DULCE ET DECORUM EST

 

I’ll have no truck with the ceremonies in London where royals and political leaders gathered to pay their respects to people who died in a war that ended at 11 am 100 years ago today (and in the many conflicts since).

Not because I think we should forget war, and most assuredly not such a stupid pointless war as the one from 1914-18 that killed so many millions of people and wrecked the lives of countless more, because we should never forget this kind of monumental folly.

No, rather we should remember and learn from them.

But I want nothing to do with this tra la la, because that is what it will be. There’s no learning to be done. Just the Brits showing off their ceremonial prowess.

Image result for the queen at the cenotaph

The “great and the good” will be there in their expensive black clothes, looking suitably solemn, many of them wearing the “exclusive” poppies that posh people seem to get a hold of. And they will bow their heads in a show of respect for the dead. The dead that they, or their ancestors or predecessors, sent to war, sometimes arguably justifiably, and sometimes most definitely not.

All the remembrance has taught us nothing because, of course, it is rarely the sons of the great and the good (with a few honourable exceptions) that end up in the firing line.

Image result for the queen at the cenotaph

Then, once the ceremony is over, those and their likes will retire to the Foreign Office, mix with minor royalty and doubtless sup taxpayer-funded drinks. Duty done for another year.

Now all of that is fine… or it would be, if along with appearing at the Cenotaph* and looking sad, they would take action to ensure that those who did not die in their many and various wars, but who came home with horrible injuries to body and mind, and the families of those who did perish, were looked after by a grateful state.

Like so much else in this country, remembrance and the poppy have been devalued by politicians who use them as a political tool. If you don’t wear a poppy you are not patriotic. You don’t support ‘our brave boys’. Be ashamed.

Image result for ex servicemen begging for money

Incidentally, funds raised by the Scottish Poppy Appeal are directed to:

  • Providing direct financial assistance to ex-Service men, women and their dependents in Scotland.
  • Funding an advice service, including pension claims and appeals.
  • Supported employment for veterans with disabilities.
  • Grants and research for ex-Service organisations that deliver specialist services to veterans in Scotland.

All very worthy.

But my question is, why has this ever been necessary?

Are we not told over and over again what an important state Britain is, and how we punch above our weight and gain respect from countries all over the world for doing so?

Are we not one of the richest countries in the world?

So, why oh why are people who are sent by the government to do Her Majesty’s bidding and who come home less than whole, not looked after by that rich above-weight-punching government?

Related image

I can only presume it’s because that government is too busy doing up palaces, paying for weddings of nonentities and continuing to punch above its weight LONG after it had any right to.

It’s not me who should be ashamed.

So, I’ll take no lectures on respect for troops from any of them.

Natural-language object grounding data
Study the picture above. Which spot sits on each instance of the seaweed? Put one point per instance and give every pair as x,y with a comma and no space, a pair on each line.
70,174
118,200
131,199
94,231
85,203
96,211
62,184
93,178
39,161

__INSTRUCTIONS__:
[A] Could you write out, word for word, the part of the remembrance post that opens with the words containing "DULCE ET DECORUM EST" and closes with "of monumental folly."?
[B] How would you extend the remembrance post past its final sentence?
These records were drawn from a separate source.

__NUMBERED RESPONSES__:
[A]
DULCE ET DECORUM EST

 

I’ll have no truck with the ceremonies in London where royals and political leaders gathered to pay their respects to people who died in a war that ended at 11 am 100 years ago today (and in the many conflicts since).

Not because I think we should forget war, and most assuredly not such a stupid pointless war as the one from 1914-18 that killed so many millions of people and wrecked the lives of countless more, because we should never forget this kind of monumental folly.

[B]
Image result for harry patch as a young man

Today I HAVE been thinking about the unimaginable conditions that these men, and possibly a few women, had to endure in France. I’ve read some poems and listened to memories of people like Harry Patch, who was, I think, the last surviving British soldier from the 14-18 war, and who spoke with such horror of what he, at 16, had had to witness. And I wonder how that could possibly have happened, and worse, still be happening.

Image result for destruction in Yemen

I’ve thought too about the people who, because of war today, are starving and dying of completely or avoidable curable diseases in Yemen, of the scenes of destruction we have witnessed so recently in Libya and Syria and of the ongoing misery in Palestine.

For all the remembering that they do, they never seem to learn.

…And then I’m reminded that Bonespurs Trump wouldn’t brave the rain to show some respect for Americans who died in France.

(*I chose the Cenotaph ceremony because that is where the people who make decisions on wars, their funding and their aftermath, will be gathered. Not in Edinburgh, Cardiff or Belfast. And not in any of the towns and cities across Britain.)

38 thoughts on “DULCE ET DECORUM EST”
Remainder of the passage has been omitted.